● **REQUIRED ACTION**
When you reach the line below that has "of the sloped", start returning lines exactly, and stop after the line that has "Target: sloped white ceiling"; skip the pictures.

● **MATERIAL TO PROCESS**
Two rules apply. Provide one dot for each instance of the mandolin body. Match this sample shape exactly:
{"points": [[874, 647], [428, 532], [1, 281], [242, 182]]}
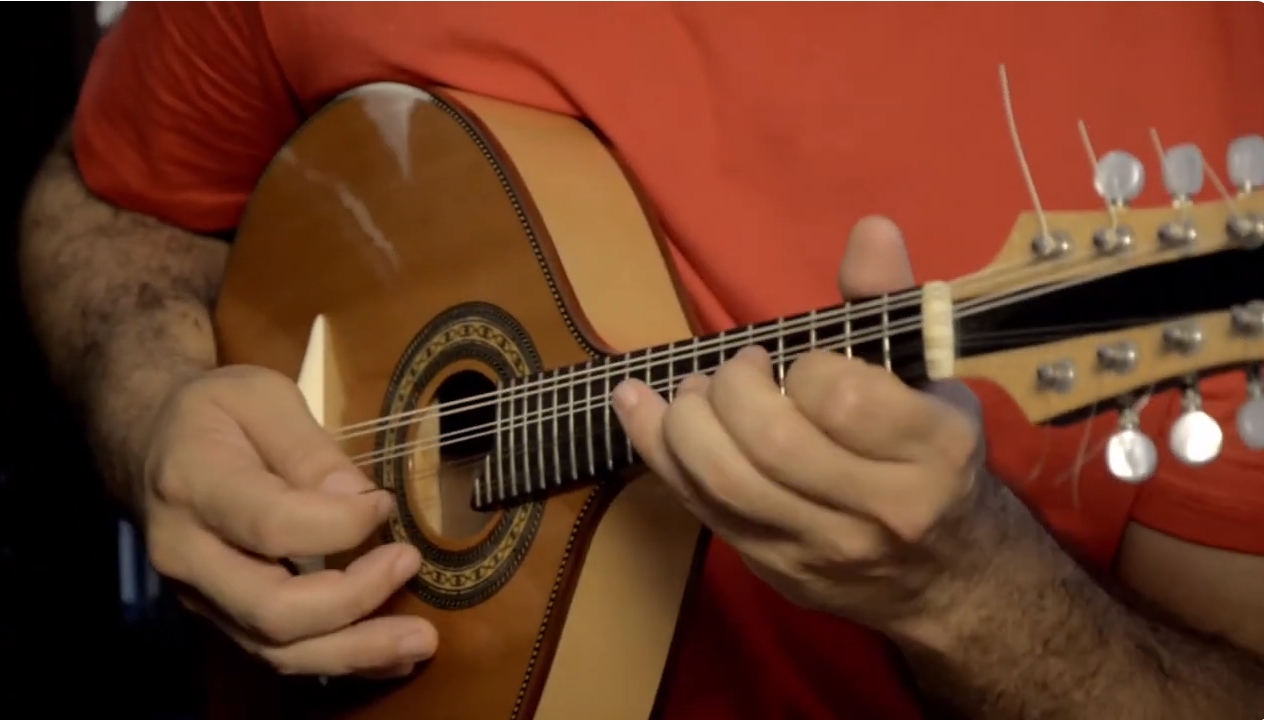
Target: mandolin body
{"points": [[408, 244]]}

* * *

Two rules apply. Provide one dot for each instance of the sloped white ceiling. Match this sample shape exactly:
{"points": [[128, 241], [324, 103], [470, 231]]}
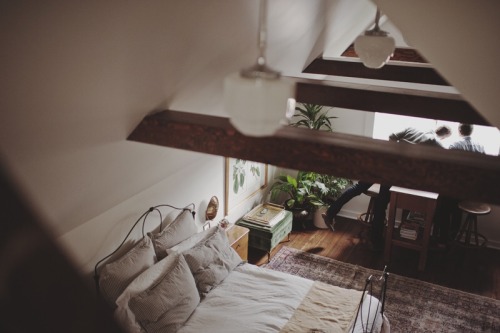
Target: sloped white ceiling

● **FINISHED EXERCISE**
Two rules apply. Provide one dot for each instance of the sloped white ceiling. Match this sample shape exactly:
{"points": [[128, 241], [324, 103], [470, 231]]}
Target: sloped white ceiling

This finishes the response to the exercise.